> Исходный текст:
----------------------------------------

Обладал мощным, ровным во всех регистрах голосом с горловым призвуком, ярким сцен. темпераментом, природной музыкальностью, тонким худож. вкусом. Несмотря на значительную форсировку голоса, частые выступления (порой давал по два концерта в день), пел до 62 лет. Репертуар насчитывал 93 партии.

----------------------------------------

> Строки данных:
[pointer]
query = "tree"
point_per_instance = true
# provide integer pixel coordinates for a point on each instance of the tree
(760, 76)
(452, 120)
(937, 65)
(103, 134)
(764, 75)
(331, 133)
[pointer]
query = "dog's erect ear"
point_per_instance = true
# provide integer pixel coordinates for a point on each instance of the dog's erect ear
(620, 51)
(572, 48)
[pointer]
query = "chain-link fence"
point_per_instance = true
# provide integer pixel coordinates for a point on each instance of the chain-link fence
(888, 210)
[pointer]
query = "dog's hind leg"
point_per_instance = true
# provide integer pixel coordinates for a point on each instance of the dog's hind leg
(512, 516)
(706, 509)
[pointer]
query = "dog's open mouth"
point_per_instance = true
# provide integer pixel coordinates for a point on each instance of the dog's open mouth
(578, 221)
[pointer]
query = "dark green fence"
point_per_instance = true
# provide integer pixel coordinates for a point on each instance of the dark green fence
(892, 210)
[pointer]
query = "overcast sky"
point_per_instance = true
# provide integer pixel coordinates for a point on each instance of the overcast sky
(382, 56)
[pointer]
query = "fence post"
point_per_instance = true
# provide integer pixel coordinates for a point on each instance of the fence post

----------------------------------------

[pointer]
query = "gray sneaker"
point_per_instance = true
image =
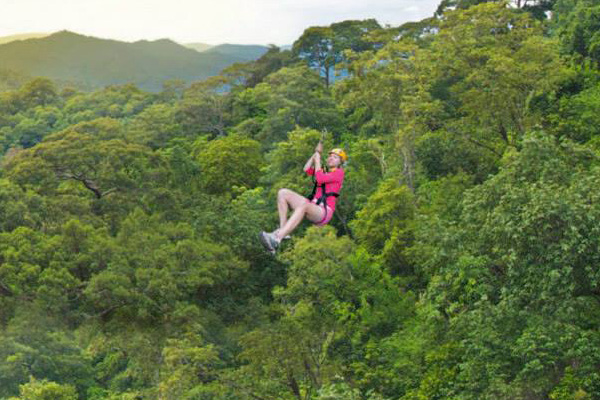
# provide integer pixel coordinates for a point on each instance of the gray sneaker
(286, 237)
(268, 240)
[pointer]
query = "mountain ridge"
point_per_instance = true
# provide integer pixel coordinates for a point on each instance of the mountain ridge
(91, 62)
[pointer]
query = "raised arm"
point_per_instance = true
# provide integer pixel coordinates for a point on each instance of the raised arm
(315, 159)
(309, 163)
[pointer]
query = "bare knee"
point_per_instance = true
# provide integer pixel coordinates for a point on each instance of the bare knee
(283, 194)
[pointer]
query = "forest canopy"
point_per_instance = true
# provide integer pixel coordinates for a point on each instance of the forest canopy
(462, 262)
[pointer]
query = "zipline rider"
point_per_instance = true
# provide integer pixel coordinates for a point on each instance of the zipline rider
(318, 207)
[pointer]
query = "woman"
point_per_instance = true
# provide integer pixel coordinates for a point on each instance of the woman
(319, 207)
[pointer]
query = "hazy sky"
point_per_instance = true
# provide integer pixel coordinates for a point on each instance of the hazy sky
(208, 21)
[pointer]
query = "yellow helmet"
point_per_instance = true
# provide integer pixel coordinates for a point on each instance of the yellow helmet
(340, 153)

----------------------------------------

> Задания:
a) Выпишите из исходного текста фрагмент от «Обладал мощным, ровным» до «насчитывал 93 партии.».
b) Сколько партий насчитывал репертуар певца, согласно исходному тексту?

> Ответы:
a)
Обладал мощным, ровным во всех регистрах голосом с горловым призвуком, ярким сцен. темпераментом, природной музыкальностью, тонким худож. вкусом. Несмотря на значительную форсировку голоса, частые выступления (порой давал по два концерта в день), пел до 62 лет. Репертуар насчитывал 93 партии.

b) 93 партии.